● **READING PASSAGE**:
Michael Kafui Helegbe (born 15 September 1985) is a Ghanaian professional footballer who plays as a midfielder for Jordanian club Shabab Al-Aqaba.

Club career 
Helegbe started his professional career with Ghanaian Premier League club Liberty Professionals in 2003, before being sent on a  6-month loan to Norwegian side SK Brann on 21 April 2005 with the option of extension for another two years. On 1 July 2005, Helegbe returned to Liberty Professionals.

In January 2007, Helegbe signed a three-and-a-half-year contract with French Ligue 2 side En Avant de Guingamp.  The Ghanaian midfielder left Guingamp after two years, in August 2009, to join Belgian Second Division club KV Oostende on a one-year deal.

On 29 September 2010, Helegbe returned to Liberty Professionals in Ghana. After two years with Liberty, in September 2012 he moved to Asante Kotoko. On 1 December 2013, Helegbe signed for Medeama.

After two seasons with Lebanese Premier League side Tripoli, where he played 43 league games and scored 22 goals, Helegbe moved to Salam Zgharta. After one season, Helegbe moved to Jordan, playing for Mansheyat Bani Hasan. In 2018 he moved to Shabab Al-Aqaba.

● **SET TASKS**:
A. Reproduce word for word the part of the Helegbe biography from "Club career" up to and including "to Liberty Professionals.".
B. According to the Helegbe biography, which club did he sign for on 1 December 2013?

● **SUPPLIED DATA**:
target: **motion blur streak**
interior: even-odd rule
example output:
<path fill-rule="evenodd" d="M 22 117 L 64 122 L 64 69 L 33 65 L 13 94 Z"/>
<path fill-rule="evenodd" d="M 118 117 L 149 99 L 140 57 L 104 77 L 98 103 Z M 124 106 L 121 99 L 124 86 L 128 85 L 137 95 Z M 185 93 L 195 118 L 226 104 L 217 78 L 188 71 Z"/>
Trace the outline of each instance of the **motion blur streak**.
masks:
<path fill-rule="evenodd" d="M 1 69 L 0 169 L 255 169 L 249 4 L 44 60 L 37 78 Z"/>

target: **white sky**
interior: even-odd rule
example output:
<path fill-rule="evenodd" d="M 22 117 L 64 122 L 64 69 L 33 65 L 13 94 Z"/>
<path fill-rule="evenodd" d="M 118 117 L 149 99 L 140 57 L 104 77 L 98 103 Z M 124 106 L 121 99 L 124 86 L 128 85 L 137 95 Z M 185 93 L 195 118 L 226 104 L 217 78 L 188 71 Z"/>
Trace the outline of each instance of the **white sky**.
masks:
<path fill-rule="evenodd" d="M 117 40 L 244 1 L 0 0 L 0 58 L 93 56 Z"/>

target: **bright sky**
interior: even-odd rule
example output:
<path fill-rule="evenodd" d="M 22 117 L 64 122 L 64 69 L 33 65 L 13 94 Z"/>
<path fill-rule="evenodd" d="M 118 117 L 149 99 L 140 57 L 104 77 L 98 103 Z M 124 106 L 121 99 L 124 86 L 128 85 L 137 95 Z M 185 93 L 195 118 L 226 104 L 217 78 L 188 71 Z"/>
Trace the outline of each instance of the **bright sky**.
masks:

* * *

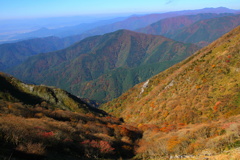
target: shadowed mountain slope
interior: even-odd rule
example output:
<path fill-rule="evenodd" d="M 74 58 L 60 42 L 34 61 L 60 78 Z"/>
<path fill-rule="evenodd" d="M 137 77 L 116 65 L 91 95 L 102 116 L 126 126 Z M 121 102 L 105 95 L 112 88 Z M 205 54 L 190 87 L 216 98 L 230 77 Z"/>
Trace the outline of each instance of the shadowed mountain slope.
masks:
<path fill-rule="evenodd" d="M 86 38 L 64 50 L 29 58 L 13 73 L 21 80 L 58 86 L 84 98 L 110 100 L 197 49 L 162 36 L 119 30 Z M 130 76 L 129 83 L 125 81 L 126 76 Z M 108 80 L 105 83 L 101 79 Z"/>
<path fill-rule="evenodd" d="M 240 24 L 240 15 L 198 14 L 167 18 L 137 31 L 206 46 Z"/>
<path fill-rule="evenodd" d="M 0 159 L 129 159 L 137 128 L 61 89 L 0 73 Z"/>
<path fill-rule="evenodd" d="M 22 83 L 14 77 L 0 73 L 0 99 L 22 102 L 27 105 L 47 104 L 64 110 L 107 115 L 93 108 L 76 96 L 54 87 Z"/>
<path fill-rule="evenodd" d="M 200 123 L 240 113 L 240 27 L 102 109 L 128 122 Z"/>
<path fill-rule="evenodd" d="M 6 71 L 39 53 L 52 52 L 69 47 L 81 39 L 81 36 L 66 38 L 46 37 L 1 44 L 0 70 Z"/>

--

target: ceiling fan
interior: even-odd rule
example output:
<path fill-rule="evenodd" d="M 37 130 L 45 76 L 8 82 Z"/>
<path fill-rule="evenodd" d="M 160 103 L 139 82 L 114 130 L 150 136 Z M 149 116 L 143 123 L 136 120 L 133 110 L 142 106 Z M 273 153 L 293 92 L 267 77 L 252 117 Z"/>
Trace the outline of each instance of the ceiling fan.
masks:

● **EXPECTED ANSWERS**:
A.
Club career 
Helegbe started his professional career with Ghanaian Premier League club Liberty Professionals in 2003, before being sent on a  6-month loan to Norwegian side SK Brann on 21 April 2005 with the option of extension for another two years. On 1 July 2005, Helegbe returned to Liberty Professionals.

B. Medeama